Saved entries
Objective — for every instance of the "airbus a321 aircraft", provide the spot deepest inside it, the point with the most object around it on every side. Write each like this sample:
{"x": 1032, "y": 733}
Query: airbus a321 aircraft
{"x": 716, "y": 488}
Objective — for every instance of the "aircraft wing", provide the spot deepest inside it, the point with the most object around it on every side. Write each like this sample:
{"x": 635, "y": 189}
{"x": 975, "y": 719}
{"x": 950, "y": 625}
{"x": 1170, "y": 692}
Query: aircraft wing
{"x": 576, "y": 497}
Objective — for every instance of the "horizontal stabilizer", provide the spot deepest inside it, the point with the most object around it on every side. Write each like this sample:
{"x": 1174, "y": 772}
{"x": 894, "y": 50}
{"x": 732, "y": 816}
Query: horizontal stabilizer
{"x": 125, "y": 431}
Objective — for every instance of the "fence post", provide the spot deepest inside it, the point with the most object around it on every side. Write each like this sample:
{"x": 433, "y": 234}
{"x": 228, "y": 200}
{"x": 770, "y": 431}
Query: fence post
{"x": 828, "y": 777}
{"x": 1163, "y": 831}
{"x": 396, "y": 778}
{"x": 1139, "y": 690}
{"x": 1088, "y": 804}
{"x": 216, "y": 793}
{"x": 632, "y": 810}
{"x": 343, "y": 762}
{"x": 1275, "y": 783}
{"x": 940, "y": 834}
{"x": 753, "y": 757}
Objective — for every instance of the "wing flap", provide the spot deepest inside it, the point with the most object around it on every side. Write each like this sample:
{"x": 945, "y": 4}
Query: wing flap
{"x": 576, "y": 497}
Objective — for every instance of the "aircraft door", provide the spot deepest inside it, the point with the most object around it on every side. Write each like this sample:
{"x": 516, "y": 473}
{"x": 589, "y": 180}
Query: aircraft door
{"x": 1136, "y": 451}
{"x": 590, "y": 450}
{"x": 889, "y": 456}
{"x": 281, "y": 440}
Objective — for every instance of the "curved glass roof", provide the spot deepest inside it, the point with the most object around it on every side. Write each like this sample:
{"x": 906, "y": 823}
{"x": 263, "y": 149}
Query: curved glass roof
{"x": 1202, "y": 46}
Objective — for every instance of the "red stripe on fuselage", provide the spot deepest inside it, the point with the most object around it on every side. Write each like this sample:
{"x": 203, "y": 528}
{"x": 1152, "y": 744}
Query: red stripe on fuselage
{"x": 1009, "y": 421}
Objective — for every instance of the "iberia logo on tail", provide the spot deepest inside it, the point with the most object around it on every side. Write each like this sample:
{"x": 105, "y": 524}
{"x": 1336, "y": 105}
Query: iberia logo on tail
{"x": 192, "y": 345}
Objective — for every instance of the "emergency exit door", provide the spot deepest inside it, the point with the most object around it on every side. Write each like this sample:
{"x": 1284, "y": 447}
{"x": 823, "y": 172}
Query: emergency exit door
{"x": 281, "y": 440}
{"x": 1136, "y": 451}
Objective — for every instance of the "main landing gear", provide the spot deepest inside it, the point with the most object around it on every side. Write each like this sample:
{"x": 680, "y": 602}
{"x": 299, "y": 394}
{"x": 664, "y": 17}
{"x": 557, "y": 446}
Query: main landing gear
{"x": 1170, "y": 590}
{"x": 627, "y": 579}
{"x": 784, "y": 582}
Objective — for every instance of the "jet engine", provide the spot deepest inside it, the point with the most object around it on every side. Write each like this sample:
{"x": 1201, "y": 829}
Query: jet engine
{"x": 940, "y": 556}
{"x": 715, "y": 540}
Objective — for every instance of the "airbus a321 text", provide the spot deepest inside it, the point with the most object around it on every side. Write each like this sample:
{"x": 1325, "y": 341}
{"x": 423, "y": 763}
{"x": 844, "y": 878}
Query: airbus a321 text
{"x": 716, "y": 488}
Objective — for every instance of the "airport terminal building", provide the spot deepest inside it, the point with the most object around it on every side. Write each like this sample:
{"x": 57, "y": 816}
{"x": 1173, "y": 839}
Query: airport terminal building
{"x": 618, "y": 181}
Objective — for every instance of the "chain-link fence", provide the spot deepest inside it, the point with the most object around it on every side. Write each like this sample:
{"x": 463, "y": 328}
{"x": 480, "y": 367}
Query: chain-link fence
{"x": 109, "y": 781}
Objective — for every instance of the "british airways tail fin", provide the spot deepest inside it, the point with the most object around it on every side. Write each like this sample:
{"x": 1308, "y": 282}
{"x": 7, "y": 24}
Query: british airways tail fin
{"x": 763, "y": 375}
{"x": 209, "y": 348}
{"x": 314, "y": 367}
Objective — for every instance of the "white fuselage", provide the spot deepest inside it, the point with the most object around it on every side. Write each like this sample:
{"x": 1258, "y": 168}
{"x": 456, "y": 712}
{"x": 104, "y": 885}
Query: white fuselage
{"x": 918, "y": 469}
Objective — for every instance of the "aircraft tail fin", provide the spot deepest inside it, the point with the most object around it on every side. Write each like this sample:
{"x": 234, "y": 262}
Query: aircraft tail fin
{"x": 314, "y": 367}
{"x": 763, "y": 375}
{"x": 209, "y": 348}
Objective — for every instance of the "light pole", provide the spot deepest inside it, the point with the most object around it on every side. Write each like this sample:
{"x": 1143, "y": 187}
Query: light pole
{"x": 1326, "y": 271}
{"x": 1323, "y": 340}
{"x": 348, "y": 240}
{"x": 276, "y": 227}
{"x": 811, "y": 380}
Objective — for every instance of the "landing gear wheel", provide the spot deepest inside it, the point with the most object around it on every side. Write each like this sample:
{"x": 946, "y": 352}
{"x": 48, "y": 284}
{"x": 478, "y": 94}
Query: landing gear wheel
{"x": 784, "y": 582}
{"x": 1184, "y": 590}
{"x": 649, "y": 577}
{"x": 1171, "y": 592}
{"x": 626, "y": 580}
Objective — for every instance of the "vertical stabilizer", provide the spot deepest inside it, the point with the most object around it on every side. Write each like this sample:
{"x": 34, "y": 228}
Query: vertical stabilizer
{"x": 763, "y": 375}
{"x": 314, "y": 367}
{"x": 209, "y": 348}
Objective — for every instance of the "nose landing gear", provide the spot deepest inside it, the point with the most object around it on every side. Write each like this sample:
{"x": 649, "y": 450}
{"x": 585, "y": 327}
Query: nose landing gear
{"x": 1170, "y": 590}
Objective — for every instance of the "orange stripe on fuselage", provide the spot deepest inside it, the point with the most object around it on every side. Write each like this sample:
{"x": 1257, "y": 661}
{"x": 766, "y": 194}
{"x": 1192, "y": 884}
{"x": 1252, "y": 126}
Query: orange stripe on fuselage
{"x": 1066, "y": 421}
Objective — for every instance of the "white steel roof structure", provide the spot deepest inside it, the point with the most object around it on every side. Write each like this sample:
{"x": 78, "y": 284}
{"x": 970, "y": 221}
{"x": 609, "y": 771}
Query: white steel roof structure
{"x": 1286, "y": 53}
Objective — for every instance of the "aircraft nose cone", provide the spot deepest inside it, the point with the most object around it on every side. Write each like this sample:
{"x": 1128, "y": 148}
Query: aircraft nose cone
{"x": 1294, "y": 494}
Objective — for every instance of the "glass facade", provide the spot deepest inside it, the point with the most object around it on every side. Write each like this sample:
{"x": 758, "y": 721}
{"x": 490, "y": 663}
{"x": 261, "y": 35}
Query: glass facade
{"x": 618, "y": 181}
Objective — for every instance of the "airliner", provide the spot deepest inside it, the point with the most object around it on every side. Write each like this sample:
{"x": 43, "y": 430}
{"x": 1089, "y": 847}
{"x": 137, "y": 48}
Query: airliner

** SHORT PROBLEM **
Retype all of the material, keeping each line exact.

** FULL OUTPUT **
Objective — for every instance of the "airbus a321 aircraft", provide the spot deepest inside it, the point with the most object around it on every side. Write each like this sample:
{"x": 1032, "y": 733}
Query: airbus a321 aircraft
{"x": 716, "y": 488}
Objective — for every instance of the "aircraft wing", provide the spot deepest inside it, the point with the most object around it on every side. Write each like this sample:
{"x": 635, "y": 189}
{"x": 975, "y": 719}
{"x": 950, "y": 625}
{"x": 1170, "y": 692}
Query: aircraft wing
{"x": 576, "y": 497}
Objective — for every instance of the "horizontal stabilizer", provide the spot deepest inside it, the point with the most object around it on every side. Write each like this sample:
{"x": 1174, "y": 772}
{"x": 894, "y": 50}
{"x": 732, "y": 816}
Query: horizontal stabilizer
{"x": 125, "y": 431}
Objective — for every instance of the "fence post", provide the spot deepest inside it, the point with the most object around it on every side. Write each like this sample:
{"x": 433, "y": 234}
{"x": 228, "y": 200}
{"x": 770, "y": 431}
Query: fence post
{"x": 828, "y": 777}
{"x": 1163, "y": 831}
{"x": 396, "y": 778}
{"x": 1139, "y": 690}
{"x": 1088, "y": 804}
{"x": 216, "y": 793}
{"x": 632, "y": 810}
{"x": 343, "y": 762}
{"x": 1275, "y": 783}
{"x": 940, "y": 834}
{"x": 753, "y": 757}
Objective — for every instance of the "wing flap", provide the spot deepest inside it, the point with the most object around it on every side. Write each like this sample:
{"x": 945, "y": 4}
Query: wing flap
{"x": 576, "y": 497}
Objective — for every instance of the "aircraft door", provide the spot deepest inside it, the point with the most object around it on every side. Write each like this sample:
{"x": 516, "y": 473}
{"x": 589, "y": 180}
Query: aircraft door
{"x": 1136, "y": 451}
{"x": 590, "y": 450}
{"x": 889, "y": 456}
{"x": 281, "y": 440}
Objective — for every instance of the "curved glass roof", provide the spot deepest inside it, the point with the most object around it on every side. Write each like this sample:
{"x": 906, "y": 823}
{"x": 263, "y": 149}
Query: curved glass roof
{"x": 1202, "y": 46}
Objective — for every instance of the "red stripe on fuselage", provide the spot deepest inside it, the point with the most object around it on every side. Write each like this sample:
{"x": 203, "y": 528}
{"x": 1152, "y": 744}
Query: red stripe on fuselage
{"x": 1009, "y": 421}
Objective — for every instance of the "iberia logo on tail", provide the spot deepest inside it, the point with the most object around it on every side. Write each like this sample:
{"x": 105, "y": 524}
{"x": 1336, "y": 105}
Query: iberia logo on tail
{"x": 192, "y": 345}
Objective — for every instance of the "emergency exit door", provide the spot deepest inside it, the point with the most object around it on every side. Write each like this sample:
{"x": 1284, "y": 447}
{"x": 823, "y": 172}
Query: emergency exit door
{"x": 281, "y": 440}
{"x": 1136, "y": 451}
Objective — for every instance of the "main landing gear", provide the spot deepest inside it, the point with the most object around it on every side. Write each like this sample:
{"x": 680, "y": 602}
{"x": 299, "y": 394}
{"x": 664, "y": 17}
{"x": 557, "y": 446}
Query: main landing gear
{"x": 1170, "y": 590}
{"x": 627, "y": 579}
{"x": 784, "y": 582}
Objective — for every instance of the "jet engine", provide the spot deepest inside it, the point with the most object around it on every side. Write each like this sample:
{"x": 1201, "y": 829}
Query: jet engine
{"x": 940, "y": 556}
{"x": 715, "y": 540}
Objective — for every instance of the "airbus a321 text", provide the spot deepest inside it, the point with the most object around it on every side. Write each like this sample:
{"x": 1325, "y": 341}
{"x": 423, "y": 763}
{"x": 844, "y": 878}
Query: airbus a321 text
{"x": 716, "y": 488}
Objective — for every instance of the "airport terminal building", provide the spot deepest inside it, the point with the most object around it on every side. Write each like this sample:
{"x": 57, "y": 816}
{"x": 1173, "y": 839}
Query: airport terminal building
{"x": 618, "y": 181}
Objective — for every instance of the "chain-link fence", provide the spot deepest inside it, the point with the most object around it on every side. Write each like this sample:
{"x": 463, "y": 328}
{"x": 480, "y": 367}
Query: chain-link fence
{"x": 109, "y": 781}
Objective — for every instance of the "british airways tail fin", provide the spot deepest inside it, the point with the most object around it on every side. Write each like this sample:
{"x": 1308, "y": 282}
{"x": 7, "y": 24}
Query: british airways tail fin
{"x": 763, "y": 375}
{"x": 209, "y": 348}
{"x": 314, "y": 367}
Objective — for every instance of the "white fuselage", provide the spot deepest inside it, the point with the most object around it on every side. Write each like this sample:
{"x": 1258, "y": 168}
{"x": 456, "y": 712}
{"x": 104, "y": 885}
Query: white fuselage
{"x": 918, "y": 469}
Objective — for every instance of the "aircraft tail fin", provide the spot deepest inside it, the point with the most object around it on every side. Write each like this sample:
{"x": 234, "y": 262}
Query: aircraft tail fin
{"x": 314, "y": 367}
{"x": 763, "y": 375}
{"x": 209, "y": 348}
Objective — for every instance of the "light pole", provide the spot deepest inside it, the point with the most object around it on every side. Write each like this sample:
{"x": 1143, "y": 187}
Query: light pole
{"x": 1326, "y": 271}
{"x": 1323, "y": 340}
{"x": 348, "y": 240}
{"x": 276, "y": 227}
{"x": 811, "y": 380}
Objective — for every instance of the "landing gear wheel", provide the spot deepest inside it, the point with the most object around it on every side. Write each like this sample:
{"x": 946, "y": 352}
{"x": 48, "y": 284}
{"x": 478, "y": 94}
Query: landing gear wheel
{"x": 784, "y": 582}
{"x": 1184, "y": 590}
{"x": 649, "y": 577}
{"x": 1171, "y": 592}
{"x": 626, "y": 580}
Objective — for every instance of the "vertical stabilizer", provide the spot deepest inside it, the point with the most object around it on every side. Write each like this sample:
{"x": 34, "y": 228}
Query: vertical stabilizer
{"x": 763, "y": 375}
{"x": 314, "y": 367}
{"x": 209, "y": 348}
Objective — for every instance of the "nose landing gear", provide the spot deepest inside it, the point with the most object around it on every side. Write each like this sample:
{"x": 649, "y": 450}
{"x": 585, "y": 327}
Query: nose landing gear
{"x": 1170, "y": 590}
Objective — for every instance of the "orange stripe on fuselage", provide the spot deepest inside it, the point with the most object around it on every side. Write each like this sample:
{"x": 1257, "y": 661}
{"x": 766, "y": 194}
{"x": 1192, "y": 884}
{"x": 1252, "y": 126}
Query: orange stripe on fuselage
{"x": 1066, "y": 421}
Objective — for every instance of the "white steel roof structure", provide the spot deepest inside it, the point with the most object around it on every side. Write each like this sample:
{"x": 78, "y": 284}
{"x": 970, "y": 221}
{"x": 609, "y": 771}
Query: white steel roof structure
{"x": 1286, "y": 53}
Objective — for every instance of the "aircraft nose cone", provide the spot deepest inside it, the point with the most object around it on every side. Write each like this sample:
{"x": 1128, "y": 148}
Query: aircraft nose cone
{"x": 1294, "y": 494}
Objective — for every instance of the "glass facade", provide the spot deepest inside it, the point with the most object around it on every side. Write each like this sample:
{"x": 758, "y": 721}
{"x": 490, "y": 663}
{"x": 261, "y": 35}
Query: glass facade
{"x": 618, "y": 181}
Objective — for every instance of the "airliner", provide the spot deepest inside it, the point with the most object around it on every side. Write each like this sample:
{"x": 43, "y": 430}
{"x": 1089, "y": 847}
{"x": 137, "y": 48}
Query: airliner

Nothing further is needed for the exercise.